— Data to process —
▬▬▬▬▬▬▬▬▬▬

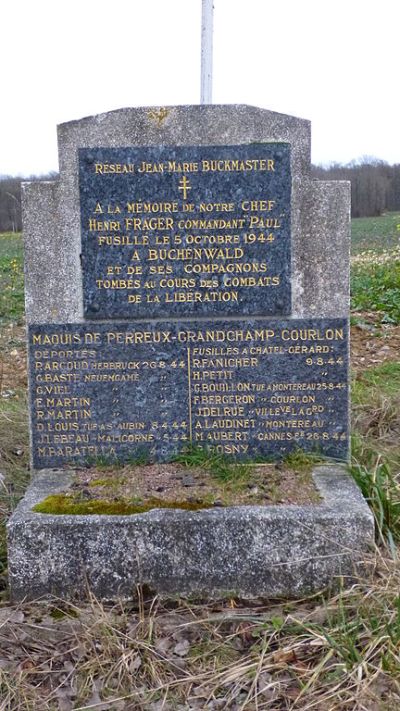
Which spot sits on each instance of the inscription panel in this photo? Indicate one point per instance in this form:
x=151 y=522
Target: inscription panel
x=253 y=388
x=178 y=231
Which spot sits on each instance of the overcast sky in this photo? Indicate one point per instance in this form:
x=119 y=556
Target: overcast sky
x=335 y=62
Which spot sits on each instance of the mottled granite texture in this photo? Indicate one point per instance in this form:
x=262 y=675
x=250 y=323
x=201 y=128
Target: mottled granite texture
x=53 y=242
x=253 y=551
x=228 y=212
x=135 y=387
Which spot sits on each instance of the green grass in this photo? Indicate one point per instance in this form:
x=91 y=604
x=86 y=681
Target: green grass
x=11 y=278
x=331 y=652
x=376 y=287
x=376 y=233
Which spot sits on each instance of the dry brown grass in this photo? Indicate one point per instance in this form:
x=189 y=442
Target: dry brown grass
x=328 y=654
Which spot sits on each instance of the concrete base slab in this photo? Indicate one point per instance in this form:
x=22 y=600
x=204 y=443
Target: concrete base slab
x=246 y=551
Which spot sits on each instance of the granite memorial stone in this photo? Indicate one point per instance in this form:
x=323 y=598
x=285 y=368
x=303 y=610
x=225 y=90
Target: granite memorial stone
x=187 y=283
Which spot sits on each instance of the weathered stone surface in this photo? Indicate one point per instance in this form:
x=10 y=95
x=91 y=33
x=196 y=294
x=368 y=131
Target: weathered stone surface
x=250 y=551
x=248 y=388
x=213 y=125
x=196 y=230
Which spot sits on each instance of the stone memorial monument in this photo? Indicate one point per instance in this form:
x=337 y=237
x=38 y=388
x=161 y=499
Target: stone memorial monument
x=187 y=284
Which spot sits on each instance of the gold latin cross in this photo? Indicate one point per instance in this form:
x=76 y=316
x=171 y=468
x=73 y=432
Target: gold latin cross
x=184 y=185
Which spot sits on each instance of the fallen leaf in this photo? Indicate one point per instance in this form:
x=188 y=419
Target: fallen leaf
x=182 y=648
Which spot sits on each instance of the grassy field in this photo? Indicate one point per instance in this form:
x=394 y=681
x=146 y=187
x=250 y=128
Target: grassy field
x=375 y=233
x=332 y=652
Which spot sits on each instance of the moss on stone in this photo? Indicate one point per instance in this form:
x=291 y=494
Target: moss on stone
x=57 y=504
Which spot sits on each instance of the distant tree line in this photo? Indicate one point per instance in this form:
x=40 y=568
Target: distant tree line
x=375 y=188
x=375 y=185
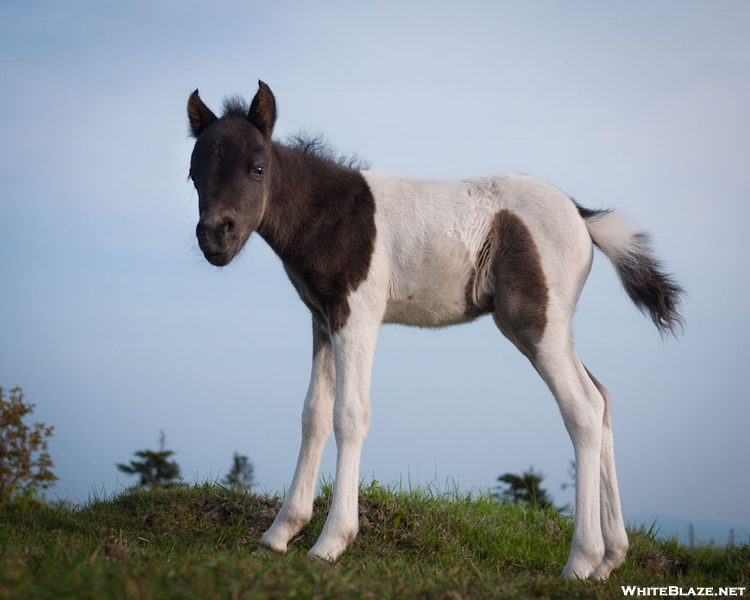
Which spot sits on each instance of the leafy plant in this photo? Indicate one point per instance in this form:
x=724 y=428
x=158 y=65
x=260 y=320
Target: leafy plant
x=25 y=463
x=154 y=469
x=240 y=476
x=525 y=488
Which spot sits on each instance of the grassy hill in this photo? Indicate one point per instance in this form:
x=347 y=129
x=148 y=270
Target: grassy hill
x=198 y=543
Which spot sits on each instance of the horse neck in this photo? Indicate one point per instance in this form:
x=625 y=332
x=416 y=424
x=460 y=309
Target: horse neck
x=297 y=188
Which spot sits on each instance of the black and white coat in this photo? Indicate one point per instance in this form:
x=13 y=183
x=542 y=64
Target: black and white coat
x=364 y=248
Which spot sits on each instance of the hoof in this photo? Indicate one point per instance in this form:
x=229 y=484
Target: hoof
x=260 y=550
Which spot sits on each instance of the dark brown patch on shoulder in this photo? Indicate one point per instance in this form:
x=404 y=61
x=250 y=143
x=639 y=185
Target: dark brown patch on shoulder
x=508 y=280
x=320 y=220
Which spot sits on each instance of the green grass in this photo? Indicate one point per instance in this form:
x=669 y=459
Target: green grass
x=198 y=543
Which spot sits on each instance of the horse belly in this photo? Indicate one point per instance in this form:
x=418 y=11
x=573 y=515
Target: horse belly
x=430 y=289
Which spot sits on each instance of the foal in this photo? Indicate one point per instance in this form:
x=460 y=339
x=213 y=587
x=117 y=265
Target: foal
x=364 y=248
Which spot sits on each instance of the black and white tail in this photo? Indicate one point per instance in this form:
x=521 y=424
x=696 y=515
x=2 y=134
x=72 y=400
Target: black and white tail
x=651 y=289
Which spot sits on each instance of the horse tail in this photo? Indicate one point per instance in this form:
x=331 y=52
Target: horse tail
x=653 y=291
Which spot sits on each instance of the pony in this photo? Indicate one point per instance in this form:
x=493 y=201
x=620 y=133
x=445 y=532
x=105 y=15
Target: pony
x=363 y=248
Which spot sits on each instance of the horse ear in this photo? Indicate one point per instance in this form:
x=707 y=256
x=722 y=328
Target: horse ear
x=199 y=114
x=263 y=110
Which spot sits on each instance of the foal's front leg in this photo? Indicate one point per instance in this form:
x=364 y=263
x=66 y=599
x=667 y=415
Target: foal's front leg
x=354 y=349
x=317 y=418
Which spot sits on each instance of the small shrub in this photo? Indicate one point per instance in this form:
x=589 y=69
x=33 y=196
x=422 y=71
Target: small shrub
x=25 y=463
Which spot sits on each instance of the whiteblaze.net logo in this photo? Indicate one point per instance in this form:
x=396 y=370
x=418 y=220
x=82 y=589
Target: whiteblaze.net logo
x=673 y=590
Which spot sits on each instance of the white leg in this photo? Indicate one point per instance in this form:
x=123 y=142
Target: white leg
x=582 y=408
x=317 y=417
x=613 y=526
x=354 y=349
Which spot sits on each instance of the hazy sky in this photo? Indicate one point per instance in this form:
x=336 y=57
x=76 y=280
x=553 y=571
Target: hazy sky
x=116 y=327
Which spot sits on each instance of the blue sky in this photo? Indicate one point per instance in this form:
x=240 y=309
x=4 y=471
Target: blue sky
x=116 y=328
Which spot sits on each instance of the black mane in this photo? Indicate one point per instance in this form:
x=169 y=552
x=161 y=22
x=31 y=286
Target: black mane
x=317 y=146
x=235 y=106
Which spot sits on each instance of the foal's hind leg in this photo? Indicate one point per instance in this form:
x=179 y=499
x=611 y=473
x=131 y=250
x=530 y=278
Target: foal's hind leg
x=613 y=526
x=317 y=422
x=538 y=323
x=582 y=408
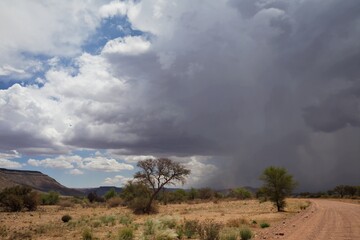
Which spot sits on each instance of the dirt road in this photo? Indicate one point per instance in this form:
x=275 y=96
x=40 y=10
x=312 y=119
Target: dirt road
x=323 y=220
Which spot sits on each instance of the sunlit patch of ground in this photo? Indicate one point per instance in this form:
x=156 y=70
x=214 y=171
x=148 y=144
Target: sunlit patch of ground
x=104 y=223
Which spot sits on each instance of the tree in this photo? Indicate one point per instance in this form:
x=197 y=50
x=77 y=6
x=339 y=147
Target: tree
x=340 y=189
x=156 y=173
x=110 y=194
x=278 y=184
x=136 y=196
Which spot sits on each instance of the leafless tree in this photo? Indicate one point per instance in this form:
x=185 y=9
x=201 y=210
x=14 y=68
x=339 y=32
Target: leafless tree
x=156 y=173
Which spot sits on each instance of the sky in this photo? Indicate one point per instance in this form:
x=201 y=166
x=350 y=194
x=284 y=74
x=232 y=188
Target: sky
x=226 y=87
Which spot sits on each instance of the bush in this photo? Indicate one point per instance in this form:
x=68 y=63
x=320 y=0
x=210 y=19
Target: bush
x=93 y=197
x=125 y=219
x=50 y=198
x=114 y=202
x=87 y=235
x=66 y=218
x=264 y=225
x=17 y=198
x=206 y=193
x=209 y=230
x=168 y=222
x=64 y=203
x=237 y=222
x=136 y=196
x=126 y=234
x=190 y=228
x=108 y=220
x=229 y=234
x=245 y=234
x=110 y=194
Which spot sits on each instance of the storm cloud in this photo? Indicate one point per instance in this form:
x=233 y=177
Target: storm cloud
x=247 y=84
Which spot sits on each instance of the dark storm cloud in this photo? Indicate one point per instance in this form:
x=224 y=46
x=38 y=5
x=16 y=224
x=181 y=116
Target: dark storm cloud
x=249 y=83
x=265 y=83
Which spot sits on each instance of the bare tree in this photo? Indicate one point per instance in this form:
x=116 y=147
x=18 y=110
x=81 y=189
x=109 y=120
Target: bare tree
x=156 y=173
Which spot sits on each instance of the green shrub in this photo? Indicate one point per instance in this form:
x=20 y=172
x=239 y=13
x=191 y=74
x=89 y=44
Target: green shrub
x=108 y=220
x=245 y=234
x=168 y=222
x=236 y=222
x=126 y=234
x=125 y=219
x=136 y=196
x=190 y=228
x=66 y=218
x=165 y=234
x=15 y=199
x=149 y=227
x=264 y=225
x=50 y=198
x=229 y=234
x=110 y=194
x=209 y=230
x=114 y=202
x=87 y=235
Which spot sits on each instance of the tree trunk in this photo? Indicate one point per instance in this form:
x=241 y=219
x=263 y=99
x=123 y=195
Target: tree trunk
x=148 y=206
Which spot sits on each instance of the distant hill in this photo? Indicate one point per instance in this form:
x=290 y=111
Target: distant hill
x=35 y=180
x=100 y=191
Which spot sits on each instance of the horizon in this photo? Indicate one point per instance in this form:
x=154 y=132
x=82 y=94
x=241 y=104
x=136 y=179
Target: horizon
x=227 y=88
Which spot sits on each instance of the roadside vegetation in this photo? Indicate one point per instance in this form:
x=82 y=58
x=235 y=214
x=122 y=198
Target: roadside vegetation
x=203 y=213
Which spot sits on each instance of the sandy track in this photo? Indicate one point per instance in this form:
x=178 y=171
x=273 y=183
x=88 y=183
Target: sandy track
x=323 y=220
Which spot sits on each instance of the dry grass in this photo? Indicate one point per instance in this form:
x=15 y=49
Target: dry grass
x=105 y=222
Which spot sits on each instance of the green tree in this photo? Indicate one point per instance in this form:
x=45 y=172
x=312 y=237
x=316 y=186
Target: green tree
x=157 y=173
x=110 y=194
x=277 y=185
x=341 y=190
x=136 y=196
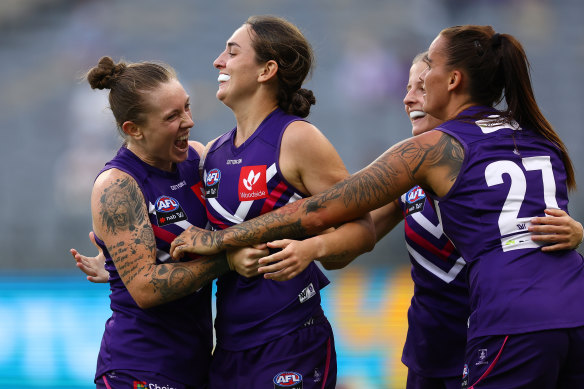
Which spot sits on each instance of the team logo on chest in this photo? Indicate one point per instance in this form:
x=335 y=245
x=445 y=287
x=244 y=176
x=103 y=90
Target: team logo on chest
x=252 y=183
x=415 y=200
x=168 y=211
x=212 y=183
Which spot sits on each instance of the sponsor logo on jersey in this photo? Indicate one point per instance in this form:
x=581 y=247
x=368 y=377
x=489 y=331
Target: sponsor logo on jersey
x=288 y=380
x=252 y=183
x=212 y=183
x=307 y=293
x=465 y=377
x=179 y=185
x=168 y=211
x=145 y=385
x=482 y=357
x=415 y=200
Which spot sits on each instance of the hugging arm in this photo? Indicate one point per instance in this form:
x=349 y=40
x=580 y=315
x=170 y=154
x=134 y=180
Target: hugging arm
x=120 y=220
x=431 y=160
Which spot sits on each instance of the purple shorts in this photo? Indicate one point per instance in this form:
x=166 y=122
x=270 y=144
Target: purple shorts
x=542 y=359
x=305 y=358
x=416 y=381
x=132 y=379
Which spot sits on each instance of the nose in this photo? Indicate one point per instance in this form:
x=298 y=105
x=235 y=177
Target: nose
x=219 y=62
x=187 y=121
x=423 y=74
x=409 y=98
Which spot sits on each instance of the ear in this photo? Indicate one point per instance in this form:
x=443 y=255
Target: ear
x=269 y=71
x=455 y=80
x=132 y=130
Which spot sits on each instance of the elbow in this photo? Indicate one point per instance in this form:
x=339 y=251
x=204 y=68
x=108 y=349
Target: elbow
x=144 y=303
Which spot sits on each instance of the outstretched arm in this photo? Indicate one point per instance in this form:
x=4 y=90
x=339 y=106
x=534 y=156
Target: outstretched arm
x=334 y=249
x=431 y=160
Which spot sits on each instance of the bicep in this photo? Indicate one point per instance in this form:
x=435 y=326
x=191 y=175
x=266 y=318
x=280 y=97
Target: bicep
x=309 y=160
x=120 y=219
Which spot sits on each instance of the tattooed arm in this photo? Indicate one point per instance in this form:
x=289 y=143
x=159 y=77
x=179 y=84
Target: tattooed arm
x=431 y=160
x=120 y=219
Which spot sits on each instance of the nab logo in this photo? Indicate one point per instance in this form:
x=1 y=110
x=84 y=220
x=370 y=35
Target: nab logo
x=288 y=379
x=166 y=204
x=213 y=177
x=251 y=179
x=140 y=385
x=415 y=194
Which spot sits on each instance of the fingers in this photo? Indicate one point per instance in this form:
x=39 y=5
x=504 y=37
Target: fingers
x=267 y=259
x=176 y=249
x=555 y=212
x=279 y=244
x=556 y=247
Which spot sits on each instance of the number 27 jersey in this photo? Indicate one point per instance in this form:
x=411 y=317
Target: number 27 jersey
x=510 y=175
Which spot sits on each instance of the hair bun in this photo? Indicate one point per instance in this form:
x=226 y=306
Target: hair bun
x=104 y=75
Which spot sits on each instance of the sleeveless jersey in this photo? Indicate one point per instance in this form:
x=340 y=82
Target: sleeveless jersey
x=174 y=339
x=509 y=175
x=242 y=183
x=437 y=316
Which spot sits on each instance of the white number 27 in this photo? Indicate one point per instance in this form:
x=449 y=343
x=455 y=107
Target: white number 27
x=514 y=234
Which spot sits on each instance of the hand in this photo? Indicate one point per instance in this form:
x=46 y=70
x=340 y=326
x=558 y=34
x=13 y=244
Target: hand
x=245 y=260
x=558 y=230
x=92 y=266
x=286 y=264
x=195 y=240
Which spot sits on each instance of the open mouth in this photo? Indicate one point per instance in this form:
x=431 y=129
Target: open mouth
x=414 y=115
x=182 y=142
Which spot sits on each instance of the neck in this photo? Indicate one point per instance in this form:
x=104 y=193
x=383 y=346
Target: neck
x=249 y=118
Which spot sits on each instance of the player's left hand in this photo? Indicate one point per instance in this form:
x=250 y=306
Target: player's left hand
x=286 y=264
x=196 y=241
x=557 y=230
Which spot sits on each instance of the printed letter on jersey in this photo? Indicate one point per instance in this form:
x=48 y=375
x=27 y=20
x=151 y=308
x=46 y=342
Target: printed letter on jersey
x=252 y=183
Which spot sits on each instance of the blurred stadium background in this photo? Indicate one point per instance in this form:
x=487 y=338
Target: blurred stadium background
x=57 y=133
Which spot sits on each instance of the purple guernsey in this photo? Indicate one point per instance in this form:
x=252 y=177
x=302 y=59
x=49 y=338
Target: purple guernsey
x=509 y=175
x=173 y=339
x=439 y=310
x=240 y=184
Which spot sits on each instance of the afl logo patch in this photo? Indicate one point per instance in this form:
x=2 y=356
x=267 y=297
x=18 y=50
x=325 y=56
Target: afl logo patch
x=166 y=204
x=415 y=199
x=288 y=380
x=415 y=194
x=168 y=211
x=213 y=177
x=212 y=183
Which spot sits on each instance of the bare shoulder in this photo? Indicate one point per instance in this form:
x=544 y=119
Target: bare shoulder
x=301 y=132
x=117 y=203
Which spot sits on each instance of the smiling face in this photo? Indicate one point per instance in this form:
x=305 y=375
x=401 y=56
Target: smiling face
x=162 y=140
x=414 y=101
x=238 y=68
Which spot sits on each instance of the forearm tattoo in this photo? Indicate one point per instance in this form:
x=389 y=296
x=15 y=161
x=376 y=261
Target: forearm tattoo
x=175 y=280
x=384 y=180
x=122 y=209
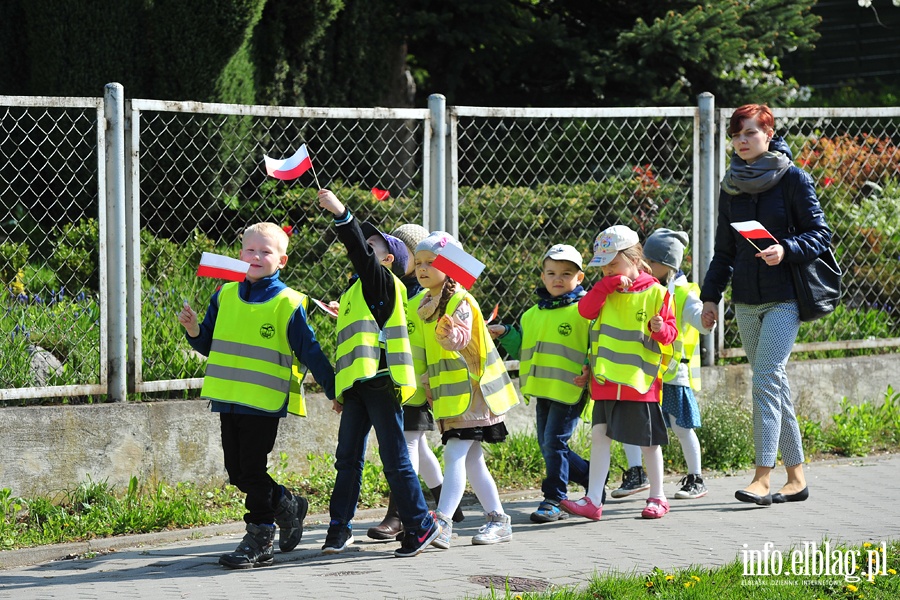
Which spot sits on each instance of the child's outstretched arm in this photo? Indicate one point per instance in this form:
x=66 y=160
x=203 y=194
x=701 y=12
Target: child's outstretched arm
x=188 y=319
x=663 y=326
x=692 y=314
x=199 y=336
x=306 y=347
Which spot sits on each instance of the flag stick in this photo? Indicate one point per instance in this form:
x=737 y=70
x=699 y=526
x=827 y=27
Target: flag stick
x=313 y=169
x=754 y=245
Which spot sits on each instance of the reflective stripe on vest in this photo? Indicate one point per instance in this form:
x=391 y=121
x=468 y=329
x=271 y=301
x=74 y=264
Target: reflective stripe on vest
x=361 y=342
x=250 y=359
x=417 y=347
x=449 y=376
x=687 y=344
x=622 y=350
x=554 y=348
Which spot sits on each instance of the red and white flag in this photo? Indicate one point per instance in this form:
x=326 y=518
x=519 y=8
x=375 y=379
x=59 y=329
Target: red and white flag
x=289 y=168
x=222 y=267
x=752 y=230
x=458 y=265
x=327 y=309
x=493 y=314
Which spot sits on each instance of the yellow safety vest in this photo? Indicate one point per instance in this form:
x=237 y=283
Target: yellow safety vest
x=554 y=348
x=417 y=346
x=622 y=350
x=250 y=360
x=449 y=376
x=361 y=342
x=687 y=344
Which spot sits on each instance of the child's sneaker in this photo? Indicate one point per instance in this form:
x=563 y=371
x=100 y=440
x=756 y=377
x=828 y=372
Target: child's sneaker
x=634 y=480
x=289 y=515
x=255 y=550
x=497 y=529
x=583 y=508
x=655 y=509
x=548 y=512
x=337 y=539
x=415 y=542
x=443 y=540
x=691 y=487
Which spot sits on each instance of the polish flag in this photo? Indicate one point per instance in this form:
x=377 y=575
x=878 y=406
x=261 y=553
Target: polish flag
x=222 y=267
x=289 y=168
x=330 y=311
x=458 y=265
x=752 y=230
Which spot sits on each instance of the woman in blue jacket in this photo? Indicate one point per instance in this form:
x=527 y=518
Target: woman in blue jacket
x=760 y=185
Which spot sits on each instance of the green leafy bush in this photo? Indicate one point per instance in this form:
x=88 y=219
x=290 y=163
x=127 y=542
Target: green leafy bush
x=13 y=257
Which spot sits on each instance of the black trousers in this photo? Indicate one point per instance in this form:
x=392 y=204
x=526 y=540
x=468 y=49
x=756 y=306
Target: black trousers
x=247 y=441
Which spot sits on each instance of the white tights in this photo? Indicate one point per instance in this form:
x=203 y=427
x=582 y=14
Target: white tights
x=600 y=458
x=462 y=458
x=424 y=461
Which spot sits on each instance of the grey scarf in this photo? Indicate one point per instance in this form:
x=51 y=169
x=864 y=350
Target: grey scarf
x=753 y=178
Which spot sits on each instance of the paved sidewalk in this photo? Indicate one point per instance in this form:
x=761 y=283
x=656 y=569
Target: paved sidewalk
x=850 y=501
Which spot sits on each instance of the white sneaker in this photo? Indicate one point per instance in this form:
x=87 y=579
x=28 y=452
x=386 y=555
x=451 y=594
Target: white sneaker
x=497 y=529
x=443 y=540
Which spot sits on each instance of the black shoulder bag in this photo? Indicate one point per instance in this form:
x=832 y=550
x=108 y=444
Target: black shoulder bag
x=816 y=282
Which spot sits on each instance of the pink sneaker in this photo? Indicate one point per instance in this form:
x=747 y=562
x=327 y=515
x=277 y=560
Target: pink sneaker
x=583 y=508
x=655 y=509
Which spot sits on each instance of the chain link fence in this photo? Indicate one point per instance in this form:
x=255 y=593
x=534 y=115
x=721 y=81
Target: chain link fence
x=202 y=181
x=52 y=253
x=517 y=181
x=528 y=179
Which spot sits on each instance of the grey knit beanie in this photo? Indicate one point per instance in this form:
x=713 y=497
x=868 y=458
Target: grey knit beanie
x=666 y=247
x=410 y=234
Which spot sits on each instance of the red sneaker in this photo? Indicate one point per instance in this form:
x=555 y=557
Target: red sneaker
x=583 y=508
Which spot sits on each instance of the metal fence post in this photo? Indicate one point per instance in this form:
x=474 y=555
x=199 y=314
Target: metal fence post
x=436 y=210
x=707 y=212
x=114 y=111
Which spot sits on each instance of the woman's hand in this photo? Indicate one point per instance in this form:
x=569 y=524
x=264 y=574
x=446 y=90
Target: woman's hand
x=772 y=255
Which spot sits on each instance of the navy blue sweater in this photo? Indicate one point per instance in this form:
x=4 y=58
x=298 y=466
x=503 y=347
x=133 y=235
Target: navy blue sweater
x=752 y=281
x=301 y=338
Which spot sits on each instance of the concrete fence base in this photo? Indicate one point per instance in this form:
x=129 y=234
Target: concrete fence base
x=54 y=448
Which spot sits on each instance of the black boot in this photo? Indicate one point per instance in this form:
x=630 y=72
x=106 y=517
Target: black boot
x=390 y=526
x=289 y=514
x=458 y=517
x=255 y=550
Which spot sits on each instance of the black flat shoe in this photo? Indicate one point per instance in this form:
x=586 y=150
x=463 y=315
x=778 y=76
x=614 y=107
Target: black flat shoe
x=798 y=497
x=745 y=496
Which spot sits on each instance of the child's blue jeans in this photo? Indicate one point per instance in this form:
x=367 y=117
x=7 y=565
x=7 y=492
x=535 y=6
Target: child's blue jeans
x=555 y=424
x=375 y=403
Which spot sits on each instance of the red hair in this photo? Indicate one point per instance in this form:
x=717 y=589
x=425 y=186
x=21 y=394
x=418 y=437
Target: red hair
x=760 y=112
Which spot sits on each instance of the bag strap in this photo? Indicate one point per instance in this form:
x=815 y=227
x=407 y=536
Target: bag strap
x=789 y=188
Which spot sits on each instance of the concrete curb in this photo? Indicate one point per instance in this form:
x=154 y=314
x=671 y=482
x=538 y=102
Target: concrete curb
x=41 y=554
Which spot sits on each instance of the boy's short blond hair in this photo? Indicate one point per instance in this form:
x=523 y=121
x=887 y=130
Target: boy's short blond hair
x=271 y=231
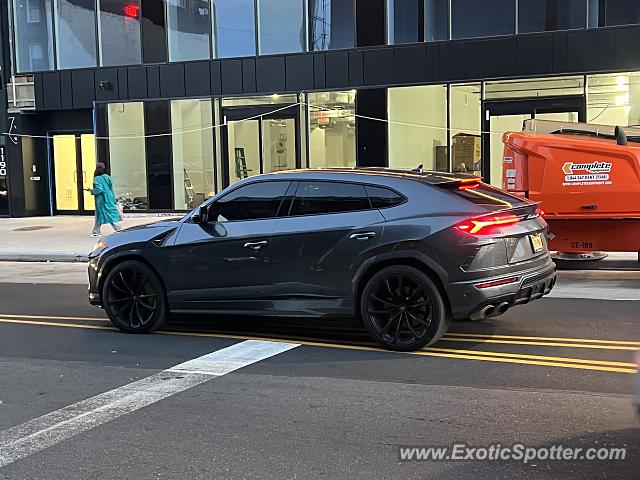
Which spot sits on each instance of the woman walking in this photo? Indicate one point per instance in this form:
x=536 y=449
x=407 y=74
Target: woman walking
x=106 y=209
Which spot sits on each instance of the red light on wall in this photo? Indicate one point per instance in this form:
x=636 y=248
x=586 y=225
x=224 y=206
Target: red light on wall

▬▬▬▬▬▬▬▬▬▬

— Your instructions —
Tell how many lines of the listing above contain "light", giving the number alone.

— Solution to the problem —
2